In `packages/swift-sdk/SwiftExampleApp/SwiftExampleApp/Core/Services/ShieldedService.swift`:
- [BLOCKING] packages/swift-sdk/SwiftExampleApp/SwiftExampleApp/Core/Services/ShieldedService.swift:608-616: [prior-2, carried forward] `clearLocalState` wipes SwiftData rows even when `clearShielded()` throws `ErrorShutdownIncomplete` — violates the documented FFI contract
The Rust FFI contract for `ErrorShutdownIncomplete` on `platform_wallet_manager_shielded_clear` (rs-platform-wallet-ffi/src/error.rs around the `ShieldedShutdownIncomplete → ErrorShutdownIncomplete` mapping, plus shielded_sync.rs:454) is explicit: when the manager surfaces this code, the Rust shielded store was left intact because Clear aborted before touching it (drain non-clean / orphan-alive backstop). The host must retry the clear and must NOT commit its own persistence wipe; doing so desyncs host rows from the still-populated shared tree. ShieldedService.swift:608-616 catches the throw, logs via `SDKLogger.error`, then falls through unconditionally into the SwiftData delete block at 623-628 (`PersistentShieldedNote`, `PersistentShieldedOutgoingNote`, `PersistentShieldedSyncState`, `PersistentShieldedActivity`). The comment at 606-607 ("Best-effort — failure logs but doesn't abort the wipe") codifies the exact split-brain the FFI contract was designed to prevent. The Swift surface already distinguishes this code: `PlatformWalletResultCode.errorShutdownIncomplete` exists (PlatformWalletResult.swift:47) and decodes into `PlatformWalletError.shutdownIncomplete(detail)` (line 240), so the host can branch on it. Minimum fix: on the typed `shutdownIncomplete` case (or any thrown error from `clearShielded()`, since the Rust contract is fail-closed there), short-circuit the SwiftData wipe and surface the error to the user instead of proceeding.
In `packages/rs-platform-wallet/src/manager/coordinator_lifecycle.rs`:
- [SUGGESTION] packages/rs-platform-wallet/src/manager/coordinator_lifecycle.rs:137-148: [prior-1, partial fix landed] Residual TOCTOU between `is_clearing` check and `reopen_quiescing_gate`
The new `is_clearing(self.worker)` short-circuit at line 145 closes the common race (clear is already holding the latch when spawn arrives), and the SEC-002 regression test in mod.rs:1071-1108 covers that ordering. But the check (line 145) and the gate-lower (line 148) are not done under a single critical section: `is_clearing` takes `lock_clearing`, returns the boolean, releases the lock; then `reopen_quiescing_gate` writes `false` to the shared atomic. If `clear_shielded_inner` acquires the latch AND raises the quiescing gate between those two points, the reopen at 148 lowers a gate Clear believes it holds continuously across drain → liveness → wipe. In that window a direct `sync_now`/`sync_wallet` going through `begin_pass` (lines 306-341) observes `quiescing == false`, claims the `is_syncing` slot, runs the pass to completion, and persists into the store about to be wiped. `quiesce_under_held_gate`'s `debug_assert!` (line 230) catches the inconsistency only in debug builds; release silently proceeds with the drain. The window is microseconds-narrow, but the design invariant is continuous gate-hold. Structural fix: have the registry expose an atomic observe-and-act under one `lock_clearing()` scope (e.g. `with_clearing_check`) so the gate write is sequenced with the latch read, or move the gate write inside the registry slot critical section alongside the latch check.

Written tasks>
1. In the code review, translate this sentence into Spanish: "The window is microseconds-narrow, but the design invariant is continuous gate-hold."
2. List the SwiftData types that the code review says are deleted in the block at lines 623-628 of ShieldedService.swift.
3. Write the next part of the code review, picking up after its final sentence.

Record excerpts>
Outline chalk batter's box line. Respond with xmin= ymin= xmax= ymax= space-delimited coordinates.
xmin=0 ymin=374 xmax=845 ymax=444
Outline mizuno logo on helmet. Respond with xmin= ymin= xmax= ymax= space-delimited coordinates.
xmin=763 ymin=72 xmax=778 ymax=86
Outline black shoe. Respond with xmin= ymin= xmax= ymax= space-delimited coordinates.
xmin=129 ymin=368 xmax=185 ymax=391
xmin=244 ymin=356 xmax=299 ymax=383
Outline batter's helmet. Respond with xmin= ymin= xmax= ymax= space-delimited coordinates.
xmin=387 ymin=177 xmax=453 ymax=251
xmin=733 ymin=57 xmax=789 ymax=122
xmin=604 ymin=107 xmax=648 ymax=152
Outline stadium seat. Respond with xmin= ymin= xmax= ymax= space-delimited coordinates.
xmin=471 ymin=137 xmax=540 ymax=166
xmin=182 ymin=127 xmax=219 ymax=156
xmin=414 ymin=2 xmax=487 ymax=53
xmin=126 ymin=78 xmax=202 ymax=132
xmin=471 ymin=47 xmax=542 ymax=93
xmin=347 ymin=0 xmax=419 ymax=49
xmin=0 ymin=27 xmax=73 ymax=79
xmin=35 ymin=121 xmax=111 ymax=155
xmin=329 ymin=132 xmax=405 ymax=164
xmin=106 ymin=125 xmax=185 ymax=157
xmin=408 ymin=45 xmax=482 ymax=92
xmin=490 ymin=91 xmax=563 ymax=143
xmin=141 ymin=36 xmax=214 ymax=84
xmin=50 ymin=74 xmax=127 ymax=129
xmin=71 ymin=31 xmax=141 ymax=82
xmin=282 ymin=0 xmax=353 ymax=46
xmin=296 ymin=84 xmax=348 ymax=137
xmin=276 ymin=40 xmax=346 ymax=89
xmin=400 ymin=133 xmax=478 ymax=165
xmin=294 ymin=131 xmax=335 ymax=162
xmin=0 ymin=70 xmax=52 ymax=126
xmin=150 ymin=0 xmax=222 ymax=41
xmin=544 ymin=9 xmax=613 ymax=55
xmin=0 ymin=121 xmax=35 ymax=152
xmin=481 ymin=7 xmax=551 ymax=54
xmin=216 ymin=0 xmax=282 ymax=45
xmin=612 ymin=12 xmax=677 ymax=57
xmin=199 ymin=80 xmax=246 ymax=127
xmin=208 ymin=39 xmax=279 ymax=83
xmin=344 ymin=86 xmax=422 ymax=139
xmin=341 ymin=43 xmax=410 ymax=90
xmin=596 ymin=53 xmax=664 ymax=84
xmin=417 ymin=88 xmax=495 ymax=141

Exercise answers>
1. La ventana es de apenas microsegundos, pero el invariante de diseño es mantener la compuerta cerrada de forma continua.

2.
- `PersistentShieldedNote`
- `PersistentShieldedOutgoingNote`
- `PersistentShieldedSyncState`
- `PersistentShieldedActivity`

3.
- [SUGGESTION] packages/rs-platform-wallet/src/manager/coordinator_lifecycle.rs:207-214: [prior-3, carried forward] Public `quiesce()` drops an `AtomicFlagGuard` on the same shared atomic that `clear_shielded` holds raised
`CoordinatorLifecycle::quiesce` constructs `_quiescing_gate = AtomicFlagGuard::new(&self.quiescing)` over the same `Arc<AtomicBool>` that `clear_shielded_inner` holds raised via `hold_quiescing_gate`. `AtomicFlagGuard::Drop` unconditionally writes `false`, so any concurrent caller routed through the public `quiesce()` while a clear is in flight will lower the clear-flow's continuously-held gate. `ShieldedSyncManager::quiesce` remains `pub` and reachable through the manager's shielded accessor — one accidental call away from re-opening the same lapse Clear was hardened to prevent. Structural fix: refcount/owner-aware re-raise (so concurrent owners compose), or gate the public `quiesce` against the clearing latch and assert no other holder is active before its guard drop is allowed to fire.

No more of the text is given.